> _Tugas Pengerjaan_
(1) Tolong sebutkan semua kutipan langsung dari Prof Biyanto yang tercantum dalam teks tentang metaverse dan pendidikan.
(2) Kutip dari teks tentang metaverse dan pendidikan bagian yang dimulai dengan "Menurut dia, pendidikan" dan berakhir pada "tidak bisa terelakkan.".

> _Teks Dokumen_
Lalu bagaimana dunia pendidikan Muhammadiyah menyikapi metaverse ini. ”Bisa saja Smamda nanti membuka layanan di dunia metaverse, mungkin sebagian bisa menggantikan kelas-kelas yang dibatasi oleh ruang dan waktu,” kata Prof Biyanto.
Menurut dia, pendidikan dan teknologi merupakan dua hal yang salin berkaitan erat satu dengan yang lain. Keduanya membangun pola hubungan sebab dan akibat yang tidak bisa terelakkan.
”Pendidikan bisa memengaruhi teknologi yang berkembang, begitu pula sebaliknya,” ujar Prof Biyanto. ”Investasi di bidang sarana fisik perlu, namun harus diimbangi dengan investasi di bidang IT, karena ini hal yang utama.”

> _Cuplikan Data_
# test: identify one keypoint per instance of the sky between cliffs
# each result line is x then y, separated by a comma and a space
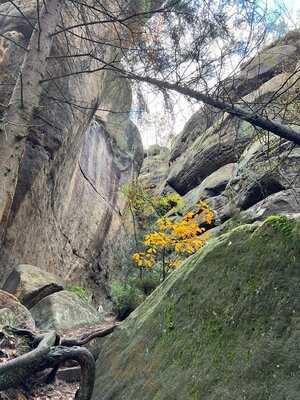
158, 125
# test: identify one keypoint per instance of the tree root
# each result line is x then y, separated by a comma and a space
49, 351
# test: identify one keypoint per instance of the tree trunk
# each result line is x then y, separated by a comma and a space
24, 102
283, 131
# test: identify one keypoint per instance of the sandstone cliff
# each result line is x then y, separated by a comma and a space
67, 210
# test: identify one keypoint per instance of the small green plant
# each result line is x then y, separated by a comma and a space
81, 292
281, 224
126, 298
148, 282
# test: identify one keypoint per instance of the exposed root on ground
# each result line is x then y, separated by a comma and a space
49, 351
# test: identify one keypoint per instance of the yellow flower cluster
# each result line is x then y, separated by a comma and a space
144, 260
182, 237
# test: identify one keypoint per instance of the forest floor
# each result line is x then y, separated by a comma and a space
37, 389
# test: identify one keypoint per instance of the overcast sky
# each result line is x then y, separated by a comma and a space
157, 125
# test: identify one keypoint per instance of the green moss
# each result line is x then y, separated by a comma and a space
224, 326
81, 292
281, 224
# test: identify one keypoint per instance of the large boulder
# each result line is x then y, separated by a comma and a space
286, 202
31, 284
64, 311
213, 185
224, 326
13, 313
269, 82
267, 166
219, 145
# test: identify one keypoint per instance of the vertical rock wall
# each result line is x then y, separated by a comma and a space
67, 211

> _Jawaban Lengkap_
(1)
1. ”Bisa saja Smamda nanti membuka layanan di dunia metaverse, mungkin sebagian bisa menggantikan kelas-kelas yang dibatasi oleh ruang dan waktu,”
2. ”Pendidikan bisa memengaruhi teknologi yang berkembang, begitu pula sebaliknya,”
3. ”Investasi di bidang sarana fisik perlu, namun harus diimbangi dengan investasi di bidang IT, karena ini hal yang utama.”

(2)
Menurut dia, pendidikan dan teknologi merupakan dua hal yang salin berkaitan erat satu dengan yang lain. Keduanya membangun pola hubungan sebab dan akibat yang tidak bisa terelakkan.